Collected data entries:
────────────────────────────────────────

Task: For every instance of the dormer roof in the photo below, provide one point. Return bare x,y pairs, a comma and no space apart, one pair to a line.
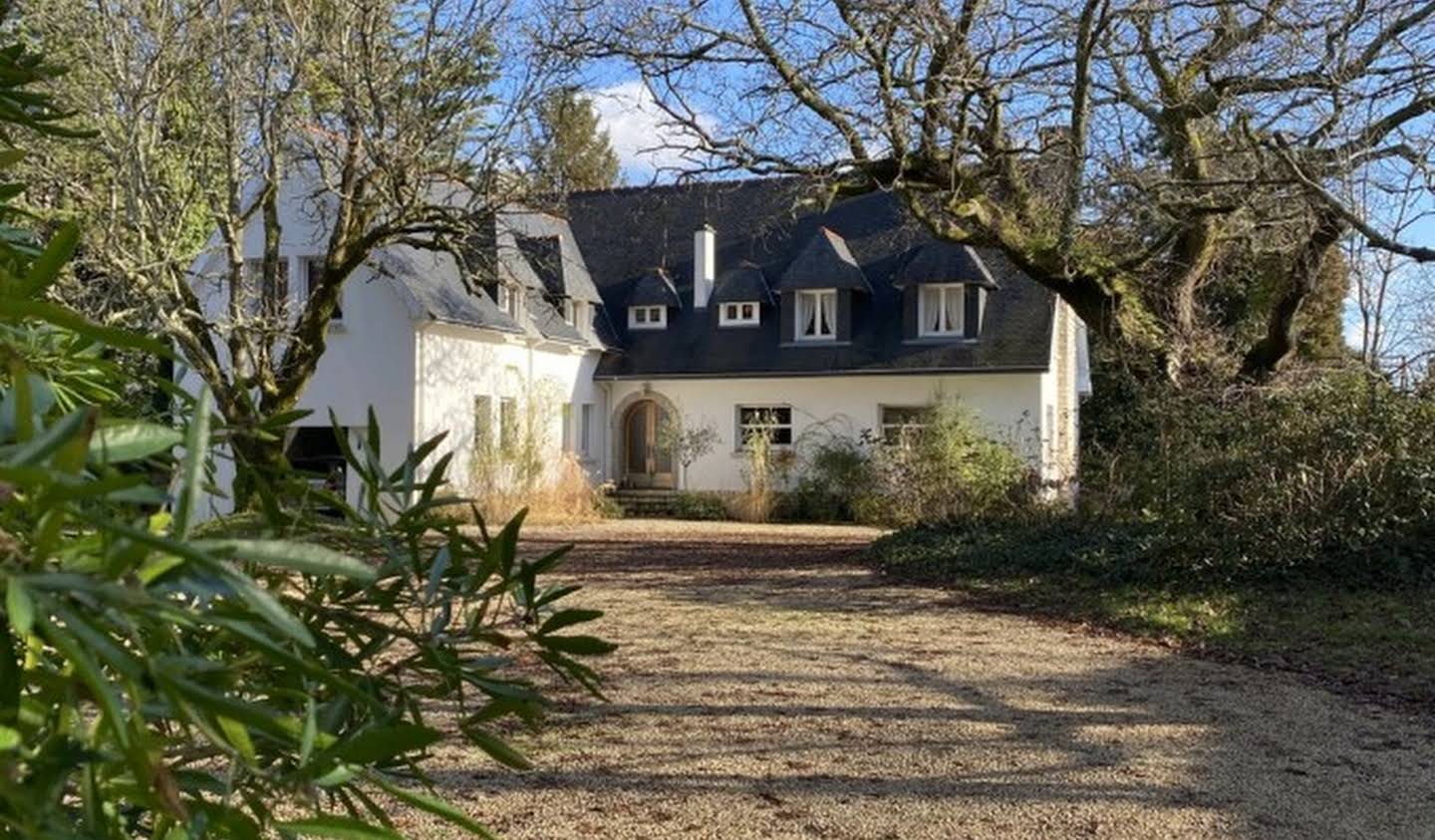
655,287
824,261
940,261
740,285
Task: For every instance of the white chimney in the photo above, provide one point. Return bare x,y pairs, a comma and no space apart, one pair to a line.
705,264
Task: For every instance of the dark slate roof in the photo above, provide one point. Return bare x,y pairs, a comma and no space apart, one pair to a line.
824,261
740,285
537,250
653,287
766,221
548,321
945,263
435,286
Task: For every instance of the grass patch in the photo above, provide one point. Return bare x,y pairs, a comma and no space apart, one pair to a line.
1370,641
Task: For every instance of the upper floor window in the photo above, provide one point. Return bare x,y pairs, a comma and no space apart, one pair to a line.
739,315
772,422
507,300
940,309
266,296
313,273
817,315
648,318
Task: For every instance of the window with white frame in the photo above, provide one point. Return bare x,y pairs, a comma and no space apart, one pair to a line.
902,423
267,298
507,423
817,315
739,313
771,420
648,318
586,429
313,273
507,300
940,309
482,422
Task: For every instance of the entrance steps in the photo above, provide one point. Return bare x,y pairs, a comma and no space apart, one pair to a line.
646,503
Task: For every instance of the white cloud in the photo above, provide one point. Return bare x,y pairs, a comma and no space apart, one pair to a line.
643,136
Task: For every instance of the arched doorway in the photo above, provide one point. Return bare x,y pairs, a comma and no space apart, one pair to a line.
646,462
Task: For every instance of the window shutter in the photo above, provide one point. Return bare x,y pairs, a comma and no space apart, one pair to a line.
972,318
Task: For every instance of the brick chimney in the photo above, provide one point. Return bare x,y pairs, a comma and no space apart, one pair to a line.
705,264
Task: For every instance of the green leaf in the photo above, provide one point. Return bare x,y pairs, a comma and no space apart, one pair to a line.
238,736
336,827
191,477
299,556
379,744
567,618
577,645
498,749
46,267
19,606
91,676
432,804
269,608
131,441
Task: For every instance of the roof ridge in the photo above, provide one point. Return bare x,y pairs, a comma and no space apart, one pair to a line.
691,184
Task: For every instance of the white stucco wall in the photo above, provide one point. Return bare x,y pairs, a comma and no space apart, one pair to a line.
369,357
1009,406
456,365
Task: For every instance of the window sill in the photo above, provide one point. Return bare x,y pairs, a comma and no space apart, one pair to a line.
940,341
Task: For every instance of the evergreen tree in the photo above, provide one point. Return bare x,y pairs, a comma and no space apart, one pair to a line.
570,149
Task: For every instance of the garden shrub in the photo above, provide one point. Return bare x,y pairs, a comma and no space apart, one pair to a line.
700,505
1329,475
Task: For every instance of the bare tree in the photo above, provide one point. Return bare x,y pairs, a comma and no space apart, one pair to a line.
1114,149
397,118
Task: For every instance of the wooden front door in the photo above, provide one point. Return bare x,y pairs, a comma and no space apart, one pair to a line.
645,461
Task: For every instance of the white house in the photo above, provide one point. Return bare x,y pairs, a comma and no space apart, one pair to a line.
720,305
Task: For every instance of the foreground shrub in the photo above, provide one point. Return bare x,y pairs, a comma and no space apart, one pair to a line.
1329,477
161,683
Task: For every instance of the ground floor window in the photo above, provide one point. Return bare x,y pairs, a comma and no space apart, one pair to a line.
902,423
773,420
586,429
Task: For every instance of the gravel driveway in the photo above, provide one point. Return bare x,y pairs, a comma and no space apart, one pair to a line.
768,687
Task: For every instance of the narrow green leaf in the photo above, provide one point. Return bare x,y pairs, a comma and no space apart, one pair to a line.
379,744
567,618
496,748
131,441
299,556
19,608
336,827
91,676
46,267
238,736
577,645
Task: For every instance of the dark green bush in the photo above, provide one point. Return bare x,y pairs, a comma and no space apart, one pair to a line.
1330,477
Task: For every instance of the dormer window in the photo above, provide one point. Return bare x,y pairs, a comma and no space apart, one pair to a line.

────────────────────────────────────────

■ **EXERCISE AIM**
Beginning with the line that has "Task: For every instance of the narrow", set down each line through the last one above, exactly, and nothing else.

■ **WRITTEN RESPONSE**
Task: For every instance of the narrow green leaf in the photo above, provide one point. Return bare x,y pairs, a comma and no space apart, one pair to a line.
379,744
567,618
496,748
131,441
299,556
19,608
336,827
91,676
46,267
238,736
577,645
Task: For every instance of the dark green bush in the photo above, provide one point. Return bare x,y pairs, a comma and no space apart, one pair to a line.
1330,477
Task: For every instance of the dormer window in the photo above, provide one point. Return bare x,y pairs, a comma and no space apart, one pair to a line.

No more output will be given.